Task instructions =
1) In the opinion on sustainable employment in rail, how many votes in favour did the Committee cast when it adopted the opinion?
2) Render every line of the entries as a Markdown table with the columns "Row" and "Line", omitting blank lines and any pictures.

___ Supplied text ___

28.1.2012   

EN

Official Journal of the European Union

C 24/24


Opinion of the European Economic and Social Committee on ‘The prospects for sustainable employment in rail, rolling stock and infrastructure: how industrial change will influence the European employment and skills base’ (own-initiative opinion)

2012/C 24/05

Rapporteur: Mr CURTIS

Co-rapporteur: Ms HRUŠECKÁ

On 20 January 2011, the European Economic and Social Committee, acting under Article 29(2) of its Rules of Procedure, decided to draw up an own-initiative opinion on

The prospects for sustainable employment in rail, rolling stock and infrastructure: how industrial change will influence the European employment and skills base (own-initiative opinion).

The Consultative Commission on Industrial Change, which was responsible for preparing the Committee's work on the subject, adopted its opinion on 27 September 2011. The rapporteur was Mr CURTIS and the co-rapporteur was Ms HRUŠECKÁ.

At its 475th plenary session, held on 26 and 27 October 2011 (meeting of 27 October), the European Economic and Social Committee adopted the following opinion by 104 votes in favour with 1 abstention.

1.   Conclusions and recommendations

1.1

The European rail equipment industry has proven to be capable of delivering state of the art solutions for environmental- and user friendly means of transport that meet the high demands of mobility and CO2 reduction. A declining home market and limited access to other markets will undermine the leading position of the European industry. The ambitious EU transport agenda cannot be fulfilled without a strong European based industry. EESC recommends the following actions to consolidate and strengthen the strategic position of this industry in Europe.

1.2

A full-scale inventory of bottlenecks in the main national and transnational connections is needed.

1.3

A comparison of operational urban systems in European metropolitan areas and state-of-the-art solutions, on the basis of energy and environmental efficiency, should set a benchmark.

1.4

EU producers should have the same access to non EU markets as non-EU producers to the EU market, on a reciprocal basis.

1.5

A comprehensive industry policy is needed that contains substantial investment in conventional systems. The result of non-investment would mean further losses of jobs and skills in this strategic sector. This would in turn lead to the sector being dangerously weakened.

___ Data in this exercise ___

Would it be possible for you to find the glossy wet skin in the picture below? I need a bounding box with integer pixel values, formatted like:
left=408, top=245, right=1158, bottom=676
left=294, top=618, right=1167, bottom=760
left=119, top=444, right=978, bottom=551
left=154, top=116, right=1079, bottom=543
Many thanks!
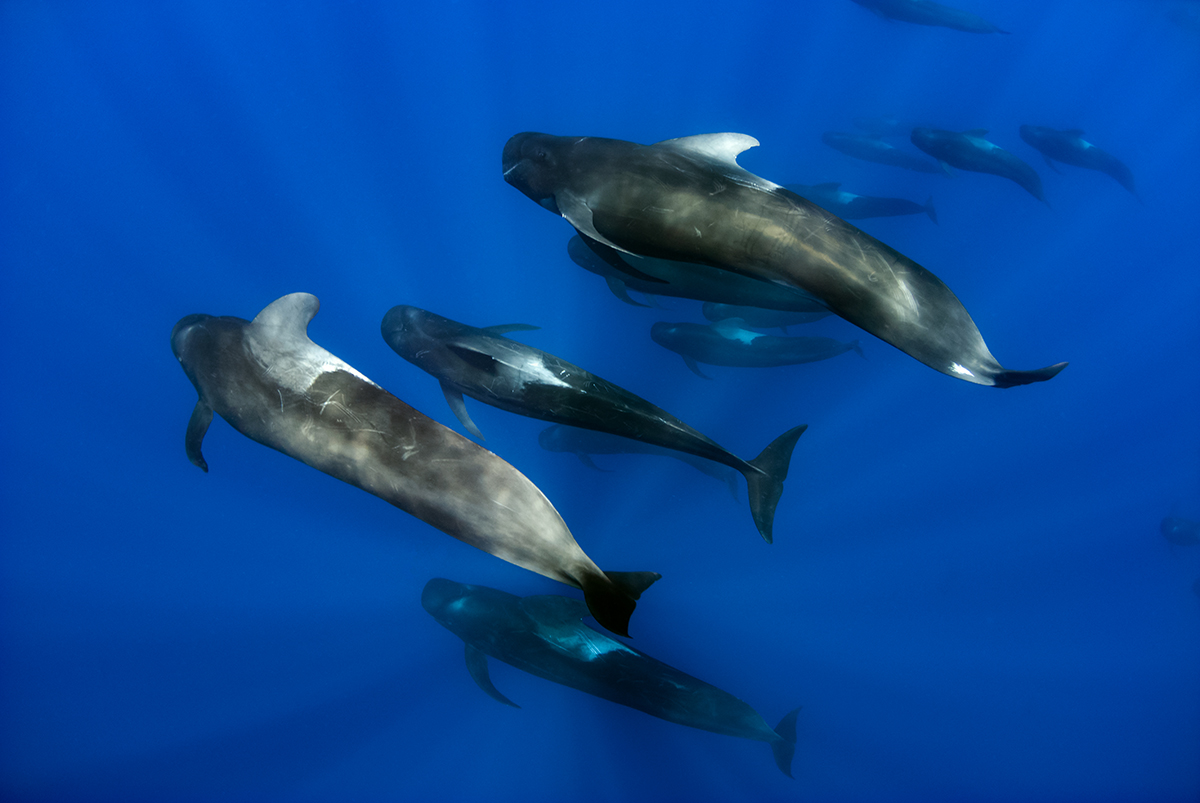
left=502, top=133, right=1062, bottom=386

___

Responses to the tasks =
1) 104 votes in favour, with 1 abstention.

2)
| Row | Line |
|---|---|
| 1 | Would it be possible for you to find the glossy wet skin in the picture below? I need a bounding box with integer pixel values, formatted like: |
| 2 | left=408, top=245, right=1158, bottom=676 |
| 3 | left=294, top=618, right=1167, bottom=760 |
| 4 | left=119, top=444, right=978, bottom=551 |
| 5 | left=154, top=116, right=1079, bottom=543 |
| 6 | Many thanks! |
| 7 | left=502, top=133, right=1062, bottom=386 |